## 本文:
((

芸大生との共創が“記憶”の未来を刺激する

2023.03.16 芸大生との共創が“記憶”の未来を刺激する

「『記憶』で世界をおもしろくする」というミッションを掲げ、“記憶”の可能性の飽くなき追求を続けるキオクシア。日々、技術革新に挑む半導体のエキスパートたちが、芸大という全く異なるフィールドで創造性を育む学生と“コラボレーション”するプロジェクトが実現した。手塚治虫の作品世界と記憶をリンクさせ、学生たちが試行錯誤して創り上げたアイデアの数々は、過去と未来をつないで社会に貢献するビジョンの萌芽を生み出した。

記憶、技術、創造を掛け合わせる

手塚治虫の“新作漫画”として「ぱいどん」を共同制作して以来、キオクシアとコラボレーションする手塚プロダクション。そしてその手塚プロと次世代を担うクリエイターを育成しようと連携を行う京都市立芸術大学。この3者による異例のプロジェクトが2022年春に立ち上がった。手塚が残した作品の理念・哲学とキオクシアの技術、そして学生たちの創造力を掛け合わせることで「記憶の可能性の拡張」にチャレンジするコラボレーションだ。

学生たちにとっては、初めて経験する企業との共創。京都市立芸術大学ビジュアル・デザイン研究室の楠田雅史教授は、純粋なアート表現ではなく、社会実装できるクリエイティブを考えることが重要なカギとなる今回のテーマに深く共感したという。

))

## 提供資料:
((

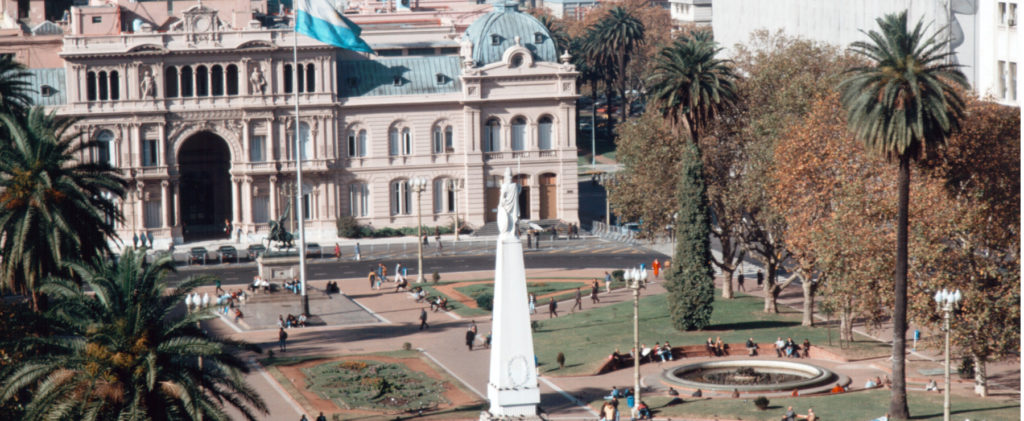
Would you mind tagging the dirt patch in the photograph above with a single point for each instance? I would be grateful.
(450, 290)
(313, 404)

))
((

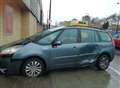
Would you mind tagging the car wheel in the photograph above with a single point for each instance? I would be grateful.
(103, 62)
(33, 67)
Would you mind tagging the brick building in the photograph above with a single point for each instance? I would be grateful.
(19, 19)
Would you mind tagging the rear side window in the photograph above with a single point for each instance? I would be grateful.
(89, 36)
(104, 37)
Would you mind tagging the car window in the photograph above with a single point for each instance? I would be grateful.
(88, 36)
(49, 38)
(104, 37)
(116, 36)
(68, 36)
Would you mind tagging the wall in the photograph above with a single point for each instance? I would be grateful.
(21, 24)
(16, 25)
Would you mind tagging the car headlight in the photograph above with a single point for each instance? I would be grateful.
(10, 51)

))

## 練習問題:
#1 本文によると、3者によるプロジェクトが立ち上がったのはいつですか。
#2 本文から、「記憶、技術、創造を掛け合わせる」で始まり「テーマに深く共感したという。」までの部分を、そのまま引用しなさい。
#3 次の(a)〜(c)の記述は本文の内容と合っていますか。それぞれ「はい」か「いいえ」で答え、判断の根拠となる本文の語句をそのまま引用しなさい。
(a) キオクシアと手塚プロダクションは「ぱいどん」を共同制作した。
(b) 学生たちは、以前にも企業との共創を経験していた。
(c) 楠田雅史教授は、純粋なアート表現を追求するテーマに共感した。

## 解答:
#1 2022年春です。

#2
記憶、技術、創造を掛け合わせる

手塚治虫の“新作漫画”として「ぱいどん」を共同制作して以来、キオクシアとコラボレーションする手塚プロダクション。そしてその手塚プロと次世代を担うクリエイターを育成しようと連携を行う京都市立芸術大学。この3者による異例のプロジェクトが2022年春に立ち上がった。手塚が残した作品の理念・哲学とキオクシアの技術、そして学生たちの創造力を掛け合わせることで「記憶の可能性の拡張」にチャレンジするコラボレーションだ。

学生たちにとっては、初めて経験する企業との共創。京都市立芸術大学ビジュアル・デザイン研究室の楠田雅史教授は、純粋なアート表現ではなく、社会実装できるクリエイティブを考えることが重要なカギとなる今回のテーマに深く共感したという。

#3
(a) はい。「手塚治虫の“新作漫画”として「ぱいどん」を共同制作して以来、キオクシアとコラボレーションする手塚プロダクション」
(b) いいえ。「学生たちにとっては、初めて経験する企業との共創」
(c) いいえ。「純粋なアート表現ではなく、社会実装できるクリエイティブを考えることが重要なカギとなる今回のテーマに深く共感した」